Requirement: In the commentary on free speech and corporations, which organization produced the TV commercial that took on McDonald's?

Extract provided:

• • • •

Is Free Speech just for Corporations?

The big brand-name corporations love advertising. They love it so much that they spend some $170 billion a year in our country to put all sorts of slicken and hokum on their products, and on their own public image.

But there is one kind of advertising that these self-aggrandizing outfits despise: ads that challenge their carefully-crafted images. A nonprofit doctor’s group recently got a blast of corporate wrath when it produced a TV commercial that dared to take on mighty McDonald’s. Physicians Committee for Responsible Medicine was challenging the fast food behemoth to offer some menu choices healthier than its artery-clogging burgers.

The ad was a hoot. It featured the body of a deceased fat man lying on a cold slab at the morgue. He had a half-eaten burger in his hand, and McDonald’s golden arch logo was superimposed over his deathly white feet. Then, an epitaph for the burger-wolfing dead man appeared on the screen, declaring: “I was lovin’ it.”

But when the doctors sought to buy airtime on South Florida television stations–none of them loved it. They showed no sense of humor…and no sense of free speech. Fox, NBC, ABC, CBS, and others flat out refused to air the ad. One station initially okayed it, but then weaseled out by saying the commercial could run only if all references to McDonald’s were removed.

It seems the stations were afraid of being sued by the burger giant or were afraid that McDonald’s would pull its advertising from them. Indeed, its corporate headquarters sent a sharp shot across the bow of the stations, declaring that, “This commercial is outrageous, misleading and unfair to all consumers.”

Unfair to consumers? Most consumers would like to see the public airwaves opened up to the public, not just to big money corporations.

• • • •

Dataset excerpts:

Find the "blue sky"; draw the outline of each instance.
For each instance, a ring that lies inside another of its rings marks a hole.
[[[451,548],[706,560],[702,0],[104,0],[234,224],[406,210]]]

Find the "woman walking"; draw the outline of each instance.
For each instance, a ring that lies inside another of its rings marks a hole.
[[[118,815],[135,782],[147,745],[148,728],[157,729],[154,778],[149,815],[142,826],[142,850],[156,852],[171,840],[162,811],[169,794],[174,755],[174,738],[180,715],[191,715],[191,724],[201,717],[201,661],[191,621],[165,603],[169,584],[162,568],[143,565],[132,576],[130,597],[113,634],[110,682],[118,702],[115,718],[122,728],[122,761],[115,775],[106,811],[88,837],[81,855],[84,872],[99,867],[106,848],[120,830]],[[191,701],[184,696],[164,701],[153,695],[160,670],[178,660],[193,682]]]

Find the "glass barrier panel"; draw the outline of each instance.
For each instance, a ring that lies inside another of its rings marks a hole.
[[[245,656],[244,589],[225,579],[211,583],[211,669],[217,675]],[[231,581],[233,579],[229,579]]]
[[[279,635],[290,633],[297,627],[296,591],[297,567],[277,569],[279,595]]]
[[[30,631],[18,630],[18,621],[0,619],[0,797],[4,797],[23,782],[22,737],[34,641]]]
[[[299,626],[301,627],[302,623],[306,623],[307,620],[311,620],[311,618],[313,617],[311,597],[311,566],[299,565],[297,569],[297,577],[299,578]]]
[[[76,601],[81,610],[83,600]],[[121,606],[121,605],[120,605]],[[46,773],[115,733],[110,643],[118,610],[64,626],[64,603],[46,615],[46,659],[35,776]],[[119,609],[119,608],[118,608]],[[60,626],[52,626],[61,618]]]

• • • •

Result of the task: Physicians Committee for Responsible Medicine, a nonprofit doctors' group.